** BEGIN Page excerpt **

- The paper introduces ClovaCall as a domain-specific Korean speech corpus enhancing ASR for restaurant reservation dialogs.
- It comprises 60,000 sentence pairs from over 11,000 call interactions, capturing realistic audio conditions with concise utterances.
- Empirical tests show that fine-tuning ASR models on ClovaCall significantly outperforms general training, confirming robust domain transfer.
Analysis of ClovaCall: A Korean Goal-Oriented Dialog Speech Corpus for Automatic Speech Recognition in Contact Centers
The paper introduces ClovaCall, a large-scale Korean speech corpus tailored to the specific needs of goal-oriented dialog systems, particularly within the context of AI-driven contact center services. This dataset distinguishes itself from existing corpora by focusing on a targeted application—restaurant reservation scenarios—thereby addressing the scarcity of domain-specific ASR resources in non-English languages, especially those with fewer linguistic resources available.

** END Page excerpt **
** BEGIN Excerpted data **

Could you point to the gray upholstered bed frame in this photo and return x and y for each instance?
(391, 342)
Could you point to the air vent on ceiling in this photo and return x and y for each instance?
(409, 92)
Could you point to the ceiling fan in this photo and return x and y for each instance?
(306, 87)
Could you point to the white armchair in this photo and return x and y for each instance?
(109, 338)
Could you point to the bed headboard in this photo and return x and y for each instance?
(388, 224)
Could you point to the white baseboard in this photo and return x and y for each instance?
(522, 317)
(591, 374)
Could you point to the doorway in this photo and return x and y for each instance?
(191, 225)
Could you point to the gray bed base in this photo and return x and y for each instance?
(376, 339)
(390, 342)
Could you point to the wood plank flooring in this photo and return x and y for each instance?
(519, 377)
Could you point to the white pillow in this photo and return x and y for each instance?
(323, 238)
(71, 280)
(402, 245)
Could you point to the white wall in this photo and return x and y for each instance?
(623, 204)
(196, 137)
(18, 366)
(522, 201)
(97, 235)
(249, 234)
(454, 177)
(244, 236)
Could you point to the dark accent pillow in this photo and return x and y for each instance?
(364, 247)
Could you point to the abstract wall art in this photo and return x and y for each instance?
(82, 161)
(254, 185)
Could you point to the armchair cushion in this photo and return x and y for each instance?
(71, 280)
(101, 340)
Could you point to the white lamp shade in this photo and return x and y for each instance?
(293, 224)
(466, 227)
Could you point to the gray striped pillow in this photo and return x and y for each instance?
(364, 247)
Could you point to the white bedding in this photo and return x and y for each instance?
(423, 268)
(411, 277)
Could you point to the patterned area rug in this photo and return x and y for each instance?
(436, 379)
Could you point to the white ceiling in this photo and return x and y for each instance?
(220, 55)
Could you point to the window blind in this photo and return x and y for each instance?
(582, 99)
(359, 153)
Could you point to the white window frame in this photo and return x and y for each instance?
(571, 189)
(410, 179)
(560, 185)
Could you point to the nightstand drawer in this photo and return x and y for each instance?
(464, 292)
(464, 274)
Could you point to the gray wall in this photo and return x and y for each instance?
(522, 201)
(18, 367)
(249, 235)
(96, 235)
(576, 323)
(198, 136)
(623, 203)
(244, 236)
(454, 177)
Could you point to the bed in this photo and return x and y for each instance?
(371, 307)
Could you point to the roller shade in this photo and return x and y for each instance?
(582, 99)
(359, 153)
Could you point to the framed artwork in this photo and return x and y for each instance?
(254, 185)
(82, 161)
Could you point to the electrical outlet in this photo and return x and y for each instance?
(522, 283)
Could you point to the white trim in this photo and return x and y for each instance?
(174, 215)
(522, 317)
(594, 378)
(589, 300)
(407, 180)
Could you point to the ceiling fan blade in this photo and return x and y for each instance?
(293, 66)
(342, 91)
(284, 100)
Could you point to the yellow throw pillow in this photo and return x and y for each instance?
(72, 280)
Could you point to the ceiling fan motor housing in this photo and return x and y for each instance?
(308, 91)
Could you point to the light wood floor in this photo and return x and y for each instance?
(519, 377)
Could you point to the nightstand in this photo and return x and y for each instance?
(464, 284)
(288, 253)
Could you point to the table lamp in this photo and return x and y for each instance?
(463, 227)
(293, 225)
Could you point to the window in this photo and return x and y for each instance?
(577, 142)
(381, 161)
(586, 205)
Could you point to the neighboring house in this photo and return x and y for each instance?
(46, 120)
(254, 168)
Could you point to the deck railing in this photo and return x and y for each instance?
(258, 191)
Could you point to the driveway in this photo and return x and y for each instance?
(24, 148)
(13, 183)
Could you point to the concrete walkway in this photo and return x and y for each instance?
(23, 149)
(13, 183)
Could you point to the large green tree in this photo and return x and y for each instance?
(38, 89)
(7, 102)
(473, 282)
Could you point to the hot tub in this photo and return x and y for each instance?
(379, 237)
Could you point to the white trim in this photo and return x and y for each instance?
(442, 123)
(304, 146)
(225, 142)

** END Excerpted data **

In the page excerpt on ClovaCall, how many sentence pairs does the corpus contain?

60,000 sentence pairs